Aim:
Repeat the lines of the listing below exactly, starting at the line that contains "Each instance of the dark jacket" and running through the last line, both included, and only those.

Input data:

• • • • • • •

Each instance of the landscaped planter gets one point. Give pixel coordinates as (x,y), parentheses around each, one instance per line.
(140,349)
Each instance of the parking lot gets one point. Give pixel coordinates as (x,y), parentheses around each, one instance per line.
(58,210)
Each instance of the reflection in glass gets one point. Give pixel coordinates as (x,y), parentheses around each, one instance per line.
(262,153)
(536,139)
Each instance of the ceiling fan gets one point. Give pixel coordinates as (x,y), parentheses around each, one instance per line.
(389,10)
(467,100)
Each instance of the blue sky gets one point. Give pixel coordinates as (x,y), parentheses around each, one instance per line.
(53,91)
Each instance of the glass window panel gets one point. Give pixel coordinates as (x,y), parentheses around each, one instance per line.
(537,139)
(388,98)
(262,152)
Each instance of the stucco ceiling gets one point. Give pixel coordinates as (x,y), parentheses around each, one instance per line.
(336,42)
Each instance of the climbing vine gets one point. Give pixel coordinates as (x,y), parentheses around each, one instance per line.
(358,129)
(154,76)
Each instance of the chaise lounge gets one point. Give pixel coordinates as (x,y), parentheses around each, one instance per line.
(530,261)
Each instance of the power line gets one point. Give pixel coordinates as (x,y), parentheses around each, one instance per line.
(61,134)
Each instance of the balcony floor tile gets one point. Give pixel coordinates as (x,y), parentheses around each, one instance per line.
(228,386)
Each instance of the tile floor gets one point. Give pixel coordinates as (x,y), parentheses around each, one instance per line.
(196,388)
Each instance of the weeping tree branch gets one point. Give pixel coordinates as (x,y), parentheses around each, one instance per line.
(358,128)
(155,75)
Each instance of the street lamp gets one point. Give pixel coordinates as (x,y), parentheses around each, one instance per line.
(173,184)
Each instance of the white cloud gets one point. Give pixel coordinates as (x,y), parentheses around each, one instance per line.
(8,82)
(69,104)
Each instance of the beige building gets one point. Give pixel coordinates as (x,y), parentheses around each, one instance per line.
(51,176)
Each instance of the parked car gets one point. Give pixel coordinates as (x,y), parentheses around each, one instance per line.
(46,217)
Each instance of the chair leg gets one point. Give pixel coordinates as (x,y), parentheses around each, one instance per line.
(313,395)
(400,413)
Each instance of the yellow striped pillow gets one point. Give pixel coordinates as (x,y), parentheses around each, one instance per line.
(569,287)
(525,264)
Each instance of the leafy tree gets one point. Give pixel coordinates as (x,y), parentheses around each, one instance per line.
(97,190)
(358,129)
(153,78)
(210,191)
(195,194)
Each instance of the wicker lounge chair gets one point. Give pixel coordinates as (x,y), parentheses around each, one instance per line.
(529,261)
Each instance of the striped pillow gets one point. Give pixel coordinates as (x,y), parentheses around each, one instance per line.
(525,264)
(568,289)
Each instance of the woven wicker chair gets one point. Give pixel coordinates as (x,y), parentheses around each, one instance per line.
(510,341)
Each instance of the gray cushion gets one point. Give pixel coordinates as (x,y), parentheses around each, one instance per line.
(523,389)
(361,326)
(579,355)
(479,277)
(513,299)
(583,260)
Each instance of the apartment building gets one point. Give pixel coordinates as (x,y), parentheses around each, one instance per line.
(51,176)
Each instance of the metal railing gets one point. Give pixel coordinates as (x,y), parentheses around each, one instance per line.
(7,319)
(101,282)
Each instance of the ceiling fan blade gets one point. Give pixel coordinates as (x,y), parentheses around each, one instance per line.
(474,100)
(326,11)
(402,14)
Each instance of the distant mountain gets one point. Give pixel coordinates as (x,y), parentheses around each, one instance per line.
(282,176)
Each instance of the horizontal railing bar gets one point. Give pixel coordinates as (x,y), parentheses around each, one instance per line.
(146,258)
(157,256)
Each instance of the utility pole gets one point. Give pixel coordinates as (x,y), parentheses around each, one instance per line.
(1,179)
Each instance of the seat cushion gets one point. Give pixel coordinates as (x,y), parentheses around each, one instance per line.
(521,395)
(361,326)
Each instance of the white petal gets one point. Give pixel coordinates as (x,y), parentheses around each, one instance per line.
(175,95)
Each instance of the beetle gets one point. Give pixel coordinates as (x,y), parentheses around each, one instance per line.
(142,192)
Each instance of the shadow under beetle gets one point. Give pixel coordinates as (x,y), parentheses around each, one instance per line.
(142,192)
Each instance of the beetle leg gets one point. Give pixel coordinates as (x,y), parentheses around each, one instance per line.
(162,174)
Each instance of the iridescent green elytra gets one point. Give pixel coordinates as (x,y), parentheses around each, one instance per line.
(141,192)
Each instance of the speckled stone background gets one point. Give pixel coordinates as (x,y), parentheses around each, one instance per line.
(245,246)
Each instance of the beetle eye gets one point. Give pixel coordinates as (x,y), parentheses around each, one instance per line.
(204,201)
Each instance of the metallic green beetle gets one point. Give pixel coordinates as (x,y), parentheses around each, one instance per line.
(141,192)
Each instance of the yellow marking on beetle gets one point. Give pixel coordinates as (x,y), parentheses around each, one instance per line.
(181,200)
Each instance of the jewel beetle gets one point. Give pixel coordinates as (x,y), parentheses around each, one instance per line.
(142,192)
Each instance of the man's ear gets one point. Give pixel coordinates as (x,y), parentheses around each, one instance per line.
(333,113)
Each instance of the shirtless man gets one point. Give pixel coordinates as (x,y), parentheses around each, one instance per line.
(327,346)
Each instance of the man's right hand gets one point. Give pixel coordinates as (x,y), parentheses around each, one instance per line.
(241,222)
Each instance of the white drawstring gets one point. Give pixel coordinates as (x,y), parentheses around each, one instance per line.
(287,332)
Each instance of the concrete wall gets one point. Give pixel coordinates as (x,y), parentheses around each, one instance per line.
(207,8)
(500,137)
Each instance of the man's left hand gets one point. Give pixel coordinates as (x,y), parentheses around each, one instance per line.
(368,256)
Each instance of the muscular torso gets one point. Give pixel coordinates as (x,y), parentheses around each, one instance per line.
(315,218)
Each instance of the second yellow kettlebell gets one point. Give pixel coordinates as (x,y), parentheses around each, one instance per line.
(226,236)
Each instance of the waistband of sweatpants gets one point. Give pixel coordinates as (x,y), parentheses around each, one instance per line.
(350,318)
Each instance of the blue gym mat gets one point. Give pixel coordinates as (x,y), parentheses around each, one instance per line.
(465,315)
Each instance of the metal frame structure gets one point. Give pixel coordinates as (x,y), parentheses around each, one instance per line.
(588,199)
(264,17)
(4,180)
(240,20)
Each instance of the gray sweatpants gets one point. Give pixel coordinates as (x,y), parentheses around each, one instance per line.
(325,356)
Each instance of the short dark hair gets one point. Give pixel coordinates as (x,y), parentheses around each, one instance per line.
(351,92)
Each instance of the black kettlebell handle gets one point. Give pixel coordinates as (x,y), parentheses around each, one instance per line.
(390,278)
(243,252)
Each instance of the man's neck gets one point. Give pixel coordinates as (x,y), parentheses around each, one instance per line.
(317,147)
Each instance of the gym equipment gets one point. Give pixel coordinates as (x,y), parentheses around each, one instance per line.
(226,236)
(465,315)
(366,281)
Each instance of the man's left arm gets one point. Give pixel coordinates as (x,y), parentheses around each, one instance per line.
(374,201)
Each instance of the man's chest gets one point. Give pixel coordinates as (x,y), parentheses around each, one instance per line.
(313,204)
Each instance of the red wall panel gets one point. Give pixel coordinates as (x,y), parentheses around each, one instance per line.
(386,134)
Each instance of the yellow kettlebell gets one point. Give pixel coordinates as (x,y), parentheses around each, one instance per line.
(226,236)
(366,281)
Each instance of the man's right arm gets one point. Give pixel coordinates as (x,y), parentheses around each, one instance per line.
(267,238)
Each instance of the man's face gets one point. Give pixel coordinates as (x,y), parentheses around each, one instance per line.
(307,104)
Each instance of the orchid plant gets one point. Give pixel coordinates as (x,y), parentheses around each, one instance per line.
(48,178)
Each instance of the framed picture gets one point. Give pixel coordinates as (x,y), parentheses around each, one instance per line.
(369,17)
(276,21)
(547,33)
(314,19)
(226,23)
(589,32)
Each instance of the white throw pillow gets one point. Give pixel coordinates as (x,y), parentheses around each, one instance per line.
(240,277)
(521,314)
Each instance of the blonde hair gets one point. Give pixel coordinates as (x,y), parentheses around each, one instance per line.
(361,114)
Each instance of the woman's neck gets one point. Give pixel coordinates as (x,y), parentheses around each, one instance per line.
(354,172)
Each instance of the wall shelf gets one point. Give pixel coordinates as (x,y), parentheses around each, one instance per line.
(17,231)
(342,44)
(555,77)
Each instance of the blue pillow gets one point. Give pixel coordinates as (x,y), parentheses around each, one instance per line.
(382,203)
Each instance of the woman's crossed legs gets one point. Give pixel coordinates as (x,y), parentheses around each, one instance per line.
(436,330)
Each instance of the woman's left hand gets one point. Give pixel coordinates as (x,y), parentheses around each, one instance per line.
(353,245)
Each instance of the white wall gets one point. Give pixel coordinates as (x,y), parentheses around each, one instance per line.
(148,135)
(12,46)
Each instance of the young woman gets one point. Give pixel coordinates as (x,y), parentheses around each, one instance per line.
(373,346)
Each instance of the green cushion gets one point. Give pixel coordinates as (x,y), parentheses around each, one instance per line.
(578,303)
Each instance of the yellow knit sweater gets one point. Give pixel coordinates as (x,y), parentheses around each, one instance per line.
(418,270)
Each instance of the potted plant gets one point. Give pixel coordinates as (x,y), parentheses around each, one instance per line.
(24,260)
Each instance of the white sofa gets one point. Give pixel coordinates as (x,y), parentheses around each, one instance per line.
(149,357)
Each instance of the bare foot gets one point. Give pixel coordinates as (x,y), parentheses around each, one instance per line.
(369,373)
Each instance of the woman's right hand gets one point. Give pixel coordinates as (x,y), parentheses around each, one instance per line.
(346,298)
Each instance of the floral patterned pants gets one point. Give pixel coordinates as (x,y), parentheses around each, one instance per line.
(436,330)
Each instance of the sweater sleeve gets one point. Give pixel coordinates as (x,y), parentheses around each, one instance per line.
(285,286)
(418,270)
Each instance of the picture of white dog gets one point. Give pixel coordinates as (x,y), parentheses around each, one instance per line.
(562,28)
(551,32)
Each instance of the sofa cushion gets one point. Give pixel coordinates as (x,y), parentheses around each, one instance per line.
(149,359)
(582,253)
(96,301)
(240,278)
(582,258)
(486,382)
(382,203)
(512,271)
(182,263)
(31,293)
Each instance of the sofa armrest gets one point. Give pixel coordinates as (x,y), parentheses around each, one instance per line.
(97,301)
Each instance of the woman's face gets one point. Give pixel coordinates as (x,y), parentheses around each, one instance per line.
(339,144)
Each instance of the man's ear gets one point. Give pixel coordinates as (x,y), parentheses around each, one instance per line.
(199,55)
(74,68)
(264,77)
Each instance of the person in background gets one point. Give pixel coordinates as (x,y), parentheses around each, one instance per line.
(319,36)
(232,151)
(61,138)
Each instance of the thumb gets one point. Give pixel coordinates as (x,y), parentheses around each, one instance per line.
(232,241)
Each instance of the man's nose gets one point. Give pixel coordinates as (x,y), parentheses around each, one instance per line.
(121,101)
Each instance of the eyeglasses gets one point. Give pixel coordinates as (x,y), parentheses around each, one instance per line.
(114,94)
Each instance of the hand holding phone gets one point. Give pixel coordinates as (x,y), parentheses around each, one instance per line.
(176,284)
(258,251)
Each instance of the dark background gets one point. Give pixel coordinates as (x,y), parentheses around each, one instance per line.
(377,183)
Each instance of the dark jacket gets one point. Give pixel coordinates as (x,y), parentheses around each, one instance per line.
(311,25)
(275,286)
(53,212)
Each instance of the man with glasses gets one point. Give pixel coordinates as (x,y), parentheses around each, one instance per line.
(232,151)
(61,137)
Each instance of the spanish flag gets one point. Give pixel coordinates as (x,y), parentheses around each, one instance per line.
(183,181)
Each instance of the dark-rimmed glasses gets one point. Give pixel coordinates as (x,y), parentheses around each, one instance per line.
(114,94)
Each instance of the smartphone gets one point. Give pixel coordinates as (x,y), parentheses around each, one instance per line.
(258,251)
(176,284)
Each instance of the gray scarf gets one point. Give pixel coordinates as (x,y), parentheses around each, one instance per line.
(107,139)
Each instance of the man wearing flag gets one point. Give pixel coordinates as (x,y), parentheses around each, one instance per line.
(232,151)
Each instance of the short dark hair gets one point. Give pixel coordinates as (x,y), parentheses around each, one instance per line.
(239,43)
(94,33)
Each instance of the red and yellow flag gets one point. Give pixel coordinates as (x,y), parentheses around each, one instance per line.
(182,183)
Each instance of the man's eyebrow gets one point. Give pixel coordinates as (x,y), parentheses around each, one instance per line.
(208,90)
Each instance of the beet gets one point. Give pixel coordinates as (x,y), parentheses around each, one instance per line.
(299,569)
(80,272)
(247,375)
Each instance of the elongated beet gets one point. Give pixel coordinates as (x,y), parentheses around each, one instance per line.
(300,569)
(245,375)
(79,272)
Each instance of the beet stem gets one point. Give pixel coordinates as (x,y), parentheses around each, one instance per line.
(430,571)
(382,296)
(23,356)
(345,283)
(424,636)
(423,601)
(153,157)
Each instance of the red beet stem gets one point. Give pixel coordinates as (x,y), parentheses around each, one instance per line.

• • • • • • •

Task output:
Each instance of the dark jacket gets one point. Give pixel coordinates as (x,y), parentheses around each, one instance per line.
(311,25)
(275,286)
(53,212)
Each instance of the man with glasses gets one point. Give pixel coordinates as (x,y), parentheses around each, one instance per line.
(232,151)
(61,137)
Each instance of the spanish flag gets one point. Give pixel coordinates as (x,y), parentheses around each, one instance per line.
(183,181)
Each instance of the dark-rimmed glasses gets one point. Give pixel coordinates as (x,y), parentheses around each, one instance per line.
(114,94)
Each instance of the smartphone gets one point. Give pixel coordinates as (x,y), parentheses around each, one instance per line.
(258,251)
(176,284)
Each instance of the gray scarf gets one point. Give pixel coordinates as (x,y), parentheses around each, one instance per line.
(107,139)
Each instance of the man wearing flag gets one point. Give pixel coordinates as (x,y), parentheses around each, one instance per line.
(232,151)
Each instance of the short dark hair gets one point. Give pixel coordinates as (x,y), parentheses around each, one instance per line.
(239,43)
(94,33)
Each instance of the red and yellow flag gets one point. Give pixel coordinates as (x,y), parentheses around each, one instance per line.
(182,183)
Each instance of the man's eyebrow gets one point. Give pixel coordinates as (x,y), parentheses around each, one instance per line.
(208,90)
Each instance of the beet gets one point. Give pixel coordinates as (x,y), parentheses around each, one instance per line.
(299,569)
(80,272)
(247,375)
Each instance of the elongated beet gets one point. Give pixel coordinates as (x,y), parentheses around each, one instance per line.
(300,569)
(245,375)
(79,272)
Each instance of the beet stem gets one point. Give pixel coordinates as (x,y), parentheses around each, one instance per line.
(430,571)
(382,296)
(23,356)
(345,283)
(424,636)
(423,601)
(153,157)
Each instance of the red beet stem gets one point. Give pixel coordinates as (x,y), parentheses around each, one instance per line.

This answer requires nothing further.